From an ergonomic point of view, an estimate of the skin cooling risk is possible by measuring the surface temperature of the cold object and the contact time to reach a defined criterion. As mentioned, earlier studies justify that the criteria would be levels corresponding to 0°C for frostnip (Danielsson, 1996), 7°C for numbness (Provins and Morton, 1960) and 15°C for pain (Havenith, et al., 1992; Geng, et al., 2001). The determination of contact time is more convenient than the measurement of the contact temperature. It is apparent that frostbite injury may occur with finger contact of an aluminium surface at −20°C for only 1 s, at −15°C for <3 s, and at −10°C for ∼5 s (Figure 4). The time thresholds are useful and informative for the protection of finger/hand skin in cold operations. They give recommended, longest contact times for different cooling criteria for design of workstations and hand tools.

The data obtained from two different sets of cold exposures (whole-body and hand-only) were intentionally mixed into the database. The first one refers to situations such as cold rooms where heavily clad individuals must touch cold and dry objects. The experiments did not concern conditions where the objects are wet or iced, however thin ice layers have been subsequently demonstrated to accelerate contact cooling rate (Rissanen and Rintamäki, 2005). The other exposure conditions referred to environments where the hands only are exposed to cold goods. Such conditions are likely to occur in industry where workers may contact refrigerated pipes or pieces of machinery. In some cases, these cold surfaces might be iced or wet, however these situations were not considered in the present research. In addition, fluids below 0°C may comprise an acute risk of frostbite. Examples of such fluids are ethereal gasoline, ammonia and nitrogen. Similarly, solid carbon dioxide gives rise to a risk of frostbite. Therefore it is necessary to consider that the risk for frostbite can increase during skin contact with cold liquid and other such substances.

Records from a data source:
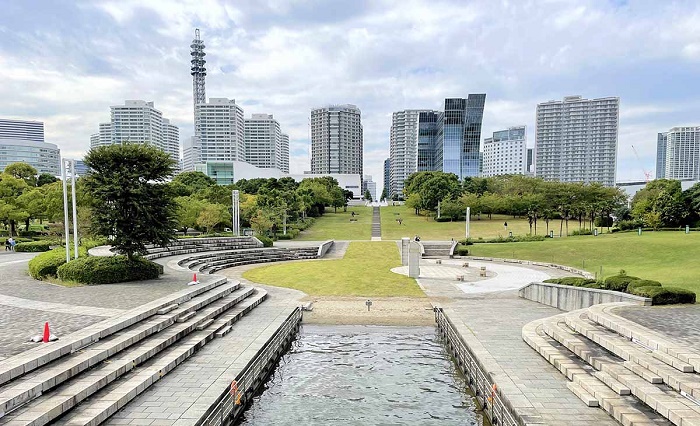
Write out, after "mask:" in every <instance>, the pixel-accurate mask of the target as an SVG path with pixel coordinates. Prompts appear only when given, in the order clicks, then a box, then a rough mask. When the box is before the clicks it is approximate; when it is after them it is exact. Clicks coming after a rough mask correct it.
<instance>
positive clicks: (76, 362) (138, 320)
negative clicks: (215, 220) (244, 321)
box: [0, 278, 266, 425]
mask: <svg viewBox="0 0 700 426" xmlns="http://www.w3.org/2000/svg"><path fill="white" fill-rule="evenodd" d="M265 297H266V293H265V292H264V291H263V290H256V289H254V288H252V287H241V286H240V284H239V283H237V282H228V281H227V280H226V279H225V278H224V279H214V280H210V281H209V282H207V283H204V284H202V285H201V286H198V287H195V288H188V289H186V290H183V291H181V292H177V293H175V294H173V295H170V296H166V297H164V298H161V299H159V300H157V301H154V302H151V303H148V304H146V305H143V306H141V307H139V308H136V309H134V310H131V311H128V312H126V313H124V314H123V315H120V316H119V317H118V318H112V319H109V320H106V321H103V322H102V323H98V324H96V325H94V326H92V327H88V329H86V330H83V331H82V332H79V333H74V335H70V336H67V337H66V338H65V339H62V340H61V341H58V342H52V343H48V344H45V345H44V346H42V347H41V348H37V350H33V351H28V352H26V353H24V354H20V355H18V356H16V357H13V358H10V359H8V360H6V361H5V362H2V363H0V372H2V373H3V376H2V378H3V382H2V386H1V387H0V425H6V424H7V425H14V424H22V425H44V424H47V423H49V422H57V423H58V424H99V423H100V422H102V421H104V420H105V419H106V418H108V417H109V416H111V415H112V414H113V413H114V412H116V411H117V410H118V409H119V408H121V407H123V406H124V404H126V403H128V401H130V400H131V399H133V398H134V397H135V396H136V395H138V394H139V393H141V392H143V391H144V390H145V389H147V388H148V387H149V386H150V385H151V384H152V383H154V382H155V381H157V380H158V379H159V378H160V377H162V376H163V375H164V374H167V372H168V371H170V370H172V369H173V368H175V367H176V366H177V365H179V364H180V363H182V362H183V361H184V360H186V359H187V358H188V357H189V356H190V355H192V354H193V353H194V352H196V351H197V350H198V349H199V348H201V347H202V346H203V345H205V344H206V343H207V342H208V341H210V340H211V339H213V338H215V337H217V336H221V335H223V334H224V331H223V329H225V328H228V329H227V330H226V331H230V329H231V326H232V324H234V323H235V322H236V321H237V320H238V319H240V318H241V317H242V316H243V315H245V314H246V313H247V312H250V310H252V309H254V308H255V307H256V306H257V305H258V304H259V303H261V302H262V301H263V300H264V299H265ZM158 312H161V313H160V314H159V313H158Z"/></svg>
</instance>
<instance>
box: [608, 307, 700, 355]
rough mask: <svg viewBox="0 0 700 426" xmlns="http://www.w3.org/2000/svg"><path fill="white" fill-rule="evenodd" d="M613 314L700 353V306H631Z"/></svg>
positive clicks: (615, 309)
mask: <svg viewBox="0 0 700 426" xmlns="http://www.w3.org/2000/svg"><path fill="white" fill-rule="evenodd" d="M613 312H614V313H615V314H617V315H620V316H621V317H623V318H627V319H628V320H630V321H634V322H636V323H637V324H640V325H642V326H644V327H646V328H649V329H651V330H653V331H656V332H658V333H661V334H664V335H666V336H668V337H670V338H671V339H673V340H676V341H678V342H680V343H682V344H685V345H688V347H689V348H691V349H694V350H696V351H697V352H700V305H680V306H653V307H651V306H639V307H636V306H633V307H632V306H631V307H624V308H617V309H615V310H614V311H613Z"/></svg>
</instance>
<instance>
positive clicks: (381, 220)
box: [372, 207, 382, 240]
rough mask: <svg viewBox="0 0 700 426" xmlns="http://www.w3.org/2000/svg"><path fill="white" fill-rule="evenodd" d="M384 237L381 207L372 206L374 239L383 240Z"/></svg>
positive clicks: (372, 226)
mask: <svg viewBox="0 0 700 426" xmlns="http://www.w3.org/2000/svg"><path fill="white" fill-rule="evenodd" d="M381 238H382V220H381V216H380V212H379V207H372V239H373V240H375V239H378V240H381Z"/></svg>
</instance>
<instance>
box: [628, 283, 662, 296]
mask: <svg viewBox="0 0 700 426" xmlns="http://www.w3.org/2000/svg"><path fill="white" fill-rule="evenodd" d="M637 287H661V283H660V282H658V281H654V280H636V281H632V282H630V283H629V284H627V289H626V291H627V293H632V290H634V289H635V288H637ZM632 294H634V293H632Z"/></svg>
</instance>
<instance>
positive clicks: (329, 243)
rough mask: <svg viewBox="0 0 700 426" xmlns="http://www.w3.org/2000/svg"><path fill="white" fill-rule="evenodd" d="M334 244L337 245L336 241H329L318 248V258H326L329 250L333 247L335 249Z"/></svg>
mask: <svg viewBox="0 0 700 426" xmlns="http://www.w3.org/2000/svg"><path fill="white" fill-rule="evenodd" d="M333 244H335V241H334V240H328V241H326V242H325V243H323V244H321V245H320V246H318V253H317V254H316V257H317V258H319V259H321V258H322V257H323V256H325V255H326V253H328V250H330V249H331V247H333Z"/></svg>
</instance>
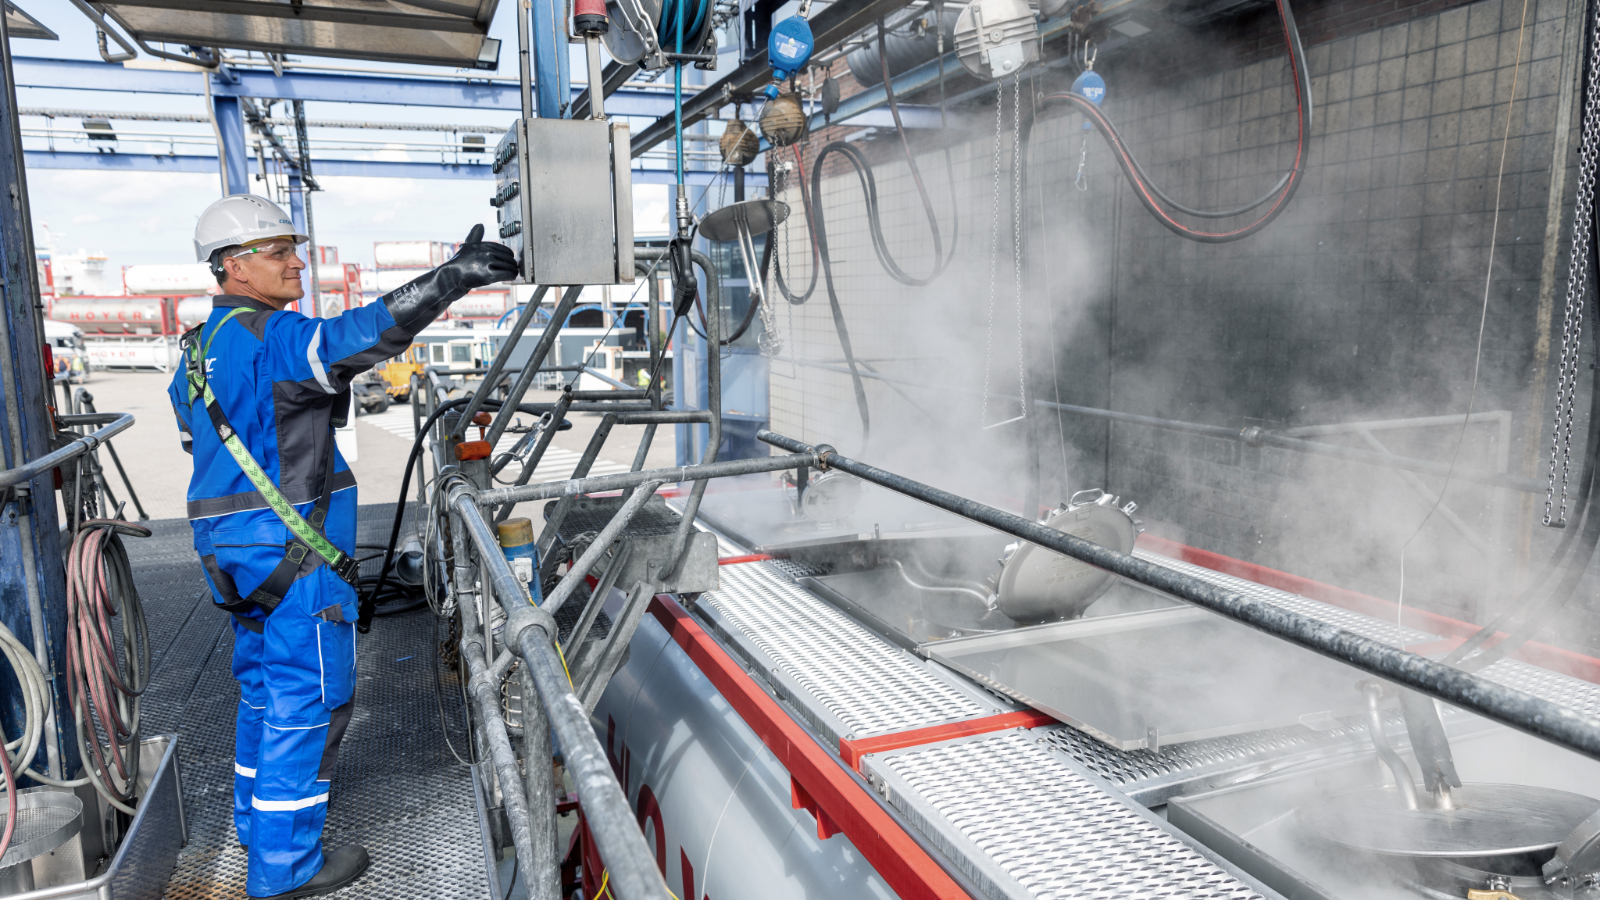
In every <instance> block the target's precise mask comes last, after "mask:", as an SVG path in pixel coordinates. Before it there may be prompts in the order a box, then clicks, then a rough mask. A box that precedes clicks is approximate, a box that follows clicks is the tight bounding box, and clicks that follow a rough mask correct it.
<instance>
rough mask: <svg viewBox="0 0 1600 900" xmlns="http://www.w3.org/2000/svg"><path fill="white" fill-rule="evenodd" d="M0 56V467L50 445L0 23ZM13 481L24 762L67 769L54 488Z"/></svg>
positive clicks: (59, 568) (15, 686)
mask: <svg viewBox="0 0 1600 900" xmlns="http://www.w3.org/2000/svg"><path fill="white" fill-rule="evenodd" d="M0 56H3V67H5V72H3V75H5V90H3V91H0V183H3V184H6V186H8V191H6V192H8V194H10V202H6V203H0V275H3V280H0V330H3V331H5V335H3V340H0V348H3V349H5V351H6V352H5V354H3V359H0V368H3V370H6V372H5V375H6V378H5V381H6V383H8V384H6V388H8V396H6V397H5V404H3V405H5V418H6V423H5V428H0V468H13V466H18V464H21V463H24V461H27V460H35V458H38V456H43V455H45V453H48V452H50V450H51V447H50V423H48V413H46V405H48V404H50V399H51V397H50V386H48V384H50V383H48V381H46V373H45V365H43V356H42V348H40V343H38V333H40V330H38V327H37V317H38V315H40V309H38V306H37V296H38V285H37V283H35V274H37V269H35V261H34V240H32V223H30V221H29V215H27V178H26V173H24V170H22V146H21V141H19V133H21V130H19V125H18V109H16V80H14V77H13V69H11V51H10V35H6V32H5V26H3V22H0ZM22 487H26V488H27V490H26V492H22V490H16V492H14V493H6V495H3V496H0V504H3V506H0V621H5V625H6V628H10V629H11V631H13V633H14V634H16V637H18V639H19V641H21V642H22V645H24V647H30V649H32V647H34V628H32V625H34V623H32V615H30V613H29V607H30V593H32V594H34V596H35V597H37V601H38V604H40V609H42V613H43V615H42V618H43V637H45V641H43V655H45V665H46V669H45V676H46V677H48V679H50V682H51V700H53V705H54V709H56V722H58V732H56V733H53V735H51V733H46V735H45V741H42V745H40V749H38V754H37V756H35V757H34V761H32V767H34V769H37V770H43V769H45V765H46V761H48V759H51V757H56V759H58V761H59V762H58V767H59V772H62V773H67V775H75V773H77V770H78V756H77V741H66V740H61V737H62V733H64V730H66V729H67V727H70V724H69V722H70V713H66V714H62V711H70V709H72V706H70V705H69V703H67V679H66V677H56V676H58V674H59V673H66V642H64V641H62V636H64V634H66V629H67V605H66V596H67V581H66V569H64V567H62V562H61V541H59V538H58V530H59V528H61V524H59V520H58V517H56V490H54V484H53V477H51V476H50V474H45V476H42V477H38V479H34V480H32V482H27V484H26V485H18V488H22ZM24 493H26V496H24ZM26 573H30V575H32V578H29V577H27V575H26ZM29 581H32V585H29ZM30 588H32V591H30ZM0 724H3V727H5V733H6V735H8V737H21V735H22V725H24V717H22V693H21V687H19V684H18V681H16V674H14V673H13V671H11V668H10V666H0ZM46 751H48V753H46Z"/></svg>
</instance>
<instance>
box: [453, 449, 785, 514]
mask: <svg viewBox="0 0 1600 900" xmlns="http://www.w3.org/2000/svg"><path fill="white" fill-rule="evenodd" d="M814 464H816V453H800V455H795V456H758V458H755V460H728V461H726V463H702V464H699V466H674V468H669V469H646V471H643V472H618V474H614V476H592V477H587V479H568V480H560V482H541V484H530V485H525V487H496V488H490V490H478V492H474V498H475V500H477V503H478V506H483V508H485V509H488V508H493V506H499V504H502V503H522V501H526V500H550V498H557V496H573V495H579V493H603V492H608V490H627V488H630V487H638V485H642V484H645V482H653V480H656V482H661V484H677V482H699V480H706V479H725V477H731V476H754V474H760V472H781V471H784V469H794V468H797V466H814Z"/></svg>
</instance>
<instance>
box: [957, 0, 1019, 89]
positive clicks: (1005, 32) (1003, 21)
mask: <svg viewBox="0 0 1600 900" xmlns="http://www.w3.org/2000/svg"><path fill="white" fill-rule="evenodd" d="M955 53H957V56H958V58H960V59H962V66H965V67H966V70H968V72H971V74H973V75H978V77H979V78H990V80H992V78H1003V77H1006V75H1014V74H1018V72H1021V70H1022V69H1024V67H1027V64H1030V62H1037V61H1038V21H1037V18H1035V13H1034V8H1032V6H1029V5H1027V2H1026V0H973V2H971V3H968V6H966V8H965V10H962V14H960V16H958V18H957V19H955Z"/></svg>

*What to do:*
1. From the text on skin contact with cold surfaces, list every substance it names as carrying a risk of frostbite, other than the cold surfaces themselves.
2. Pick up the text on skin contact with cold surfaces after its last sentence and carry it on.

*Replies:*
1. Ethereal gasoline, ammonia, nitrogen, solid carbon dioxide

2.
CONCLUSIONS

In conclusion, the present data has demonstrated the strong link between the risk of skin damage and the thermal properties of the materials touched, with the aluminium falling into the highest risk group of the materials tested here. For aluminium and steel, skin temperatures of 0°C occurred within 15–20 s of contact at material temperatures as high as −4°C and within 2–6 s at −15°C. For non-metallic surfaces, onset of numbness occurred within 15–65 s of contact at −35°C and onset of cold pain occurred within 5 s of contact at −20°C. The predictive model subsequently developed was a non-linear expression incorporating the effects of material thermal properties and surface temperature. This new tool is used to protect workers against the risk of cold injury, numbness and pain by establishing the temperature limits of cold touchable surfaces for a broad range of materials, and it is now proposed as guidance values in a new international standard (ISO, 2005).

This study was supported by the European Commission project: Temperature limit values for cold touchable surfaces (EU Contract No. SMT4-CT97-2149).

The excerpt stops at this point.